So weit der horizontale Aufbau des Buches. Darunter lag noch eine zweite Schicht, in der es um das Verhältnis des Autors zur Wahrhaftigkeit seines Erinnerns und damit auch seines Erzählens ging. Dies meine jedenfalls ich gelesen zu haben. Angefangen mit dem ersten Satz von „Moby Dick“: Nennt mich Ismael. Ein Satz mit dem ein Ich-Erzähler von vorn herein darauf hinweist, dass er nicht zwingend die Wahrheit sagt … und gleichzeitig einer der ersten Sätze von Gaustin, von ihm nur leicht variiert. Überhaupt: Gaustin. Eine erfundene und zum Leben erwachte Figur? Ein Alter Ego des Ich-Erzählers? Eine Abspaltung seiner multiplen Persönlichkeit? Banalerweise nur ein Bekannter des Ich-Erzählers? Oder braucht und erfindet der Ich-Erzählier ihn, damit er diese irre Geschichte erzählen kann? Und wie steht denn der Ich-Erzähler zum Autor? Erzählt uns der Autor von sich und erinnert er sich überhaupt?

* **Bereitgestellte Daten**:
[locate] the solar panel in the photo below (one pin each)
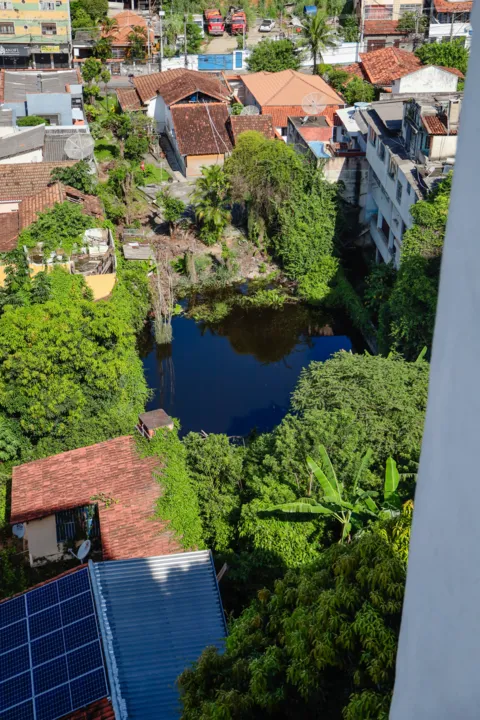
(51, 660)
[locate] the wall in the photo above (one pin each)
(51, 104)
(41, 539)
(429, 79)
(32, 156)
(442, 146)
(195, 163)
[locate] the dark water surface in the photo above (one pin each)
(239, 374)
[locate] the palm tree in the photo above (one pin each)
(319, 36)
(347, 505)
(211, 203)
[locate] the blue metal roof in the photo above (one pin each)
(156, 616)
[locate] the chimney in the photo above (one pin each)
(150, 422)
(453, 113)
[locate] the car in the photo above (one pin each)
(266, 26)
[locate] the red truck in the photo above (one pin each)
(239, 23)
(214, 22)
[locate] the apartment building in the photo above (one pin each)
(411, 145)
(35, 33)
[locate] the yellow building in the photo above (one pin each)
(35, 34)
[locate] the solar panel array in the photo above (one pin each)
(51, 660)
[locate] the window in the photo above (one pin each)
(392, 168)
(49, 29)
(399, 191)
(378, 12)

* **Angestrebtes Ziel**:
Geben Sie im Seitenauszug alles von „So weit der“ bis hinunter zu „er sich überhaupt?“ wieder, ersetzen Sie dabei jedoch „irre“ durch „verrückte“. Die Auflistung wird hierfür nicht benötigt.

* **Die Antwort**:
So weit der horizontale Aufbau des Buches. Darunter lag noch eine zweite Schicht, in der es um das Verhältnis des Autors zur Wahrhaftigkeit seines Erinnerns und damit auch seines Erzählens ging. Dies meine jedenfalls ich gelesen zu haben. Angefangen mit dem ersten Satz von „Moby Dick“: Nennt mich Ismael. Ein Satz mit dem ein Ich-Erzähler von vorn herein darauf hinweist, dass er nicht zwingend die Wahrheit sagt … und gleichzeitig einer der ersten Sätze von Gaustin, von ihm nur leicht variiert. Überhaupt: Gaustin. Eine erfundene und zum Leben erwachte Figur? Ein Alter Ego des Ich-Erzählers? Eine Abspaltung seiner multiplen Persönlichkeit? Banalerweise nur ein Bekannter des Ich-Erzählers? Oder braucht und erfindet der Ich-Erzählier ihn, damit er diese verrückte Geschichte erzählen kann? Und wie steht denn der Ich-Erzähler zum Autor? Erzählt uns der Autor von sich und erinnert er sich überhaupt?